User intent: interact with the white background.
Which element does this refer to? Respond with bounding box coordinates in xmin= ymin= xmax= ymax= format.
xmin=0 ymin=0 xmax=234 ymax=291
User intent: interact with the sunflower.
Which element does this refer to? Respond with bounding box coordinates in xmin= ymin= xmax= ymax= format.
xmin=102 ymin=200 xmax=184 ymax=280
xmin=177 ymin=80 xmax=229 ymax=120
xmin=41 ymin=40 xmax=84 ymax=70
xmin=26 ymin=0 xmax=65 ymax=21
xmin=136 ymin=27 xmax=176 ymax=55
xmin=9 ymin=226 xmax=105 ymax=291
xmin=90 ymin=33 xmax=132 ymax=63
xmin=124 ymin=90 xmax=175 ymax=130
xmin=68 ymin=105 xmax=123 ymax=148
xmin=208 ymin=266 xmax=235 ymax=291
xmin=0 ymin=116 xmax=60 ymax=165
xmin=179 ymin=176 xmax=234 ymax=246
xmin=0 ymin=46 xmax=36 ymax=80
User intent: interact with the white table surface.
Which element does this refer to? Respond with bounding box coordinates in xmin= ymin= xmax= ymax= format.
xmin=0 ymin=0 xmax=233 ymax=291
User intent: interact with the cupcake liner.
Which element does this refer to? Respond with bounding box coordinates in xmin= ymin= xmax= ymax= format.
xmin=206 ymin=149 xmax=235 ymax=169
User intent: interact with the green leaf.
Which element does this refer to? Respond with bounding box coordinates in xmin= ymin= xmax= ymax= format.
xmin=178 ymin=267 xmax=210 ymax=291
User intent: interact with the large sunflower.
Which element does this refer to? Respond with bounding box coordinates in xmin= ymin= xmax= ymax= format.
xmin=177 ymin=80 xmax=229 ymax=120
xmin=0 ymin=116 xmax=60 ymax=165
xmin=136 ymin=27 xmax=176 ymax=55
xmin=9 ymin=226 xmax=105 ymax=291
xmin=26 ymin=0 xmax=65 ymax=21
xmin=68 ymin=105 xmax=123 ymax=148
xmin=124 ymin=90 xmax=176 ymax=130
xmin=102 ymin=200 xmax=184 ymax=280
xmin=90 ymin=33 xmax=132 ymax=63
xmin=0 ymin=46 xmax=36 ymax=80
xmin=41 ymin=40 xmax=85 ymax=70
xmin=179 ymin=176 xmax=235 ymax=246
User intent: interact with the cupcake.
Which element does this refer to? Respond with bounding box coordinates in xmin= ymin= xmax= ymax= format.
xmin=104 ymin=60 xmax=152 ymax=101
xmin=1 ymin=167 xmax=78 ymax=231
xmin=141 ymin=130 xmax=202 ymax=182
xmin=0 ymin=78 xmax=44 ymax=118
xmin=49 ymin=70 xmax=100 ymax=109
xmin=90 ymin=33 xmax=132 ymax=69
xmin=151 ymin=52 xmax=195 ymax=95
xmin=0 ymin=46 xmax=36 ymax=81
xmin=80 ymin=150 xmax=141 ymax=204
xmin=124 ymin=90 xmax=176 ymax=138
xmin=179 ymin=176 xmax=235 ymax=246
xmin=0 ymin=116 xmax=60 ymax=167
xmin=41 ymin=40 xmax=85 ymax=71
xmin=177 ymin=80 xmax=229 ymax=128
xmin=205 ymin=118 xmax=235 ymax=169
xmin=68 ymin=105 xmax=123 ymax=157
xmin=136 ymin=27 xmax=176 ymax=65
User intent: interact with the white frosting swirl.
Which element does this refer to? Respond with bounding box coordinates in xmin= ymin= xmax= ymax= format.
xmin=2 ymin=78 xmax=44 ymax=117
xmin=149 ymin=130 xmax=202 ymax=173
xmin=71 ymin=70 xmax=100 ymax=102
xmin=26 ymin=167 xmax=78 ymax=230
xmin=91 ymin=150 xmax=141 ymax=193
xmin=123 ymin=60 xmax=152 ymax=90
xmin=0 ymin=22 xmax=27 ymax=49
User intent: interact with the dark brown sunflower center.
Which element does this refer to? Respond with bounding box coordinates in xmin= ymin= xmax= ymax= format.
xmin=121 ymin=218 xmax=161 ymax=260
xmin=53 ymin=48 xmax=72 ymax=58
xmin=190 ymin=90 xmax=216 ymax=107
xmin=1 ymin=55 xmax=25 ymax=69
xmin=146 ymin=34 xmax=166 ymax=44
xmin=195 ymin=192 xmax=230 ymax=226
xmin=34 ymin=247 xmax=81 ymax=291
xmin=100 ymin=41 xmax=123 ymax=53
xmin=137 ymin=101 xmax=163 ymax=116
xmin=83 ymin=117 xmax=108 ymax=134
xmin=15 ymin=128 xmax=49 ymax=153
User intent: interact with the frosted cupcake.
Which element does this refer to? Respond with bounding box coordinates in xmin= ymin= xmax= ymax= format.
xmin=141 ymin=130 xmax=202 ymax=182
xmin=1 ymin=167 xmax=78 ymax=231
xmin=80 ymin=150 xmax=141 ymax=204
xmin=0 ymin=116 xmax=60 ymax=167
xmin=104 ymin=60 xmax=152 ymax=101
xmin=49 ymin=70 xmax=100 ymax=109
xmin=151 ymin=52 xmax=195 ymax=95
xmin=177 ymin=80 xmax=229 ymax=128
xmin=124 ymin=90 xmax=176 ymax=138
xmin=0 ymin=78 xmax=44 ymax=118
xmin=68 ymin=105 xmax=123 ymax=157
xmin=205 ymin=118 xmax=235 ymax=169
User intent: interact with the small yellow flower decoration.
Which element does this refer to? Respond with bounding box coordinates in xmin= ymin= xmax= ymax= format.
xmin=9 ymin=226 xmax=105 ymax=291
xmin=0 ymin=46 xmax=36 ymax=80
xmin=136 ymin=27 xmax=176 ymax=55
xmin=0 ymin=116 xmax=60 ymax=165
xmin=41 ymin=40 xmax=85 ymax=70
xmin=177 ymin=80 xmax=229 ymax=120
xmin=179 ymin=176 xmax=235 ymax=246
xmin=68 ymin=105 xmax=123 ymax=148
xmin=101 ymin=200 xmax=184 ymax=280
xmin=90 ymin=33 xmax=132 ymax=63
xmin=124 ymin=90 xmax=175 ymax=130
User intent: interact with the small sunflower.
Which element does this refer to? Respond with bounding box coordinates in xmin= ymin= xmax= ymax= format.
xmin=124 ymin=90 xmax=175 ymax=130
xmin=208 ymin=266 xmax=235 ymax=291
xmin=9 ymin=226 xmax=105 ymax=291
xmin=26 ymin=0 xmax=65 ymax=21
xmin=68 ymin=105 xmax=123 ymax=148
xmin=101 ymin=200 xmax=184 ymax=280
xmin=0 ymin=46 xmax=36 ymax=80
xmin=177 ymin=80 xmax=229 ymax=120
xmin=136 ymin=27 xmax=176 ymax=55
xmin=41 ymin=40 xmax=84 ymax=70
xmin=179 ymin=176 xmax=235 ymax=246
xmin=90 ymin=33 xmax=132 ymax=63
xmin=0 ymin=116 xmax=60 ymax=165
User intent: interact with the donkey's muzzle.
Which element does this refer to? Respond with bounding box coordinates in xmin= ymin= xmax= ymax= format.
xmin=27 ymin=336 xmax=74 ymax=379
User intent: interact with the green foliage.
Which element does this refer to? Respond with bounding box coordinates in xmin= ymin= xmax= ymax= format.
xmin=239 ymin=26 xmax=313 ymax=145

...

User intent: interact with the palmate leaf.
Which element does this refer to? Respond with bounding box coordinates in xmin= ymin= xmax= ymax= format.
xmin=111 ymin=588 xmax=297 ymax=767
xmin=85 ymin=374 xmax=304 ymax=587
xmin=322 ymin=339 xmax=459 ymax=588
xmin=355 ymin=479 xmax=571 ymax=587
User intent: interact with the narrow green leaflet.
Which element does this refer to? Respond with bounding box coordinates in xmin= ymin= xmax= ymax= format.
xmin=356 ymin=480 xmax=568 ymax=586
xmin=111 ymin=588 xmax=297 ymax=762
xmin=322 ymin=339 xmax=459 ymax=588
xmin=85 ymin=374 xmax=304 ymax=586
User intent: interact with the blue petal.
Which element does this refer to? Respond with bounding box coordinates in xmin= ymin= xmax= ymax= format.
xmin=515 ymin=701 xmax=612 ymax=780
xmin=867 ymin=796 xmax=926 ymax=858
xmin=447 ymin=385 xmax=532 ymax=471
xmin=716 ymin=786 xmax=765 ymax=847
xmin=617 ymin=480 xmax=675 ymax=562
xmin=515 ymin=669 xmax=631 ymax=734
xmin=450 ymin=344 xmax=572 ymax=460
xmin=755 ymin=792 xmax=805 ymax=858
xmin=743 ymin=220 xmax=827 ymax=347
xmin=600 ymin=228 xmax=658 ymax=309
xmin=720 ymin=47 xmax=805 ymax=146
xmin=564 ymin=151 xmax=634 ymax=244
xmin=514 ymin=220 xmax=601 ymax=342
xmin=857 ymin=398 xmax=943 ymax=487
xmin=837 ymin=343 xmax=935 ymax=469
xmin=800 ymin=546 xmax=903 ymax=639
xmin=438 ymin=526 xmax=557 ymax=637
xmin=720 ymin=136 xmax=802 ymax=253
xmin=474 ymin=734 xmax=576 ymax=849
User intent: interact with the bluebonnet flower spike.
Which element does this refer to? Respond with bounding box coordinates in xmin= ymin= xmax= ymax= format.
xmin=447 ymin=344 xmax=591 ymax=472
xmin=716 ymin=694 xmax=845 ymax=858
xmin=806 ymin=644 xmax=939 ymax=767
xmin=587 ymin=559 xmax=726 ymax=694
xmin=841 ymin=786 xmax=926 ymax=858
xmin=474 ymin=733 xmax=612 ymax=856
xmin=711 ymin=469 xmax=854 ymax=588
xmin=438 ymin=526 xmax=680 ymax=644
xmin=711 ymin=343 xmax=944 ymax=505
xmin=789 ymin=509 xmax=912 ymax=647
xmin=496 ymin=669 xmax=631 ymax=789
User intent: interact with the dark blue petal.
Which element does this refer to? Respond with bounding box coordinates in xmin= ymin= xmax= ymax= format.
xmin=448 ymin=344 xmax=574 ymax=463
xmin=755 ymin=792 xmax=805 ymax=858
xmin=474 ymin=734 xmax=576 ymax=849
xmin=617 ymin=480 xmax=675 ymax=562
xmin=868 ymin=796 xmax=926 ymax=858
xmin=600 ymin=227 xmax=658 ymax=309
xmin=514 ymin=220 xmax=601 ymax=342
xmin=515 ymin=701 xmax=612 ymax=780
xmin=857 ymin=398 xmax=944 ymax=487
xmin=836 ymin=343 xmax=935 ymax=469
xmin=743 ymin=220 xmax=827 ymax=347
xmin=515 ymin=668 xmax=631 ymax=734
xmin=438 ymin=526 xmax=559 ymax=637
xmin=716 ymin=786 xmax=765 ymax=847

◆ **Your task**
Which lines of the data above contain the word "white", matching case exactly? Pull out every one of those lines and copy it in full.

◆ **Task output**
User intent: interact with the white background.
User intent: interact with the white table surface.
User intent: interact with the white frosting swirl.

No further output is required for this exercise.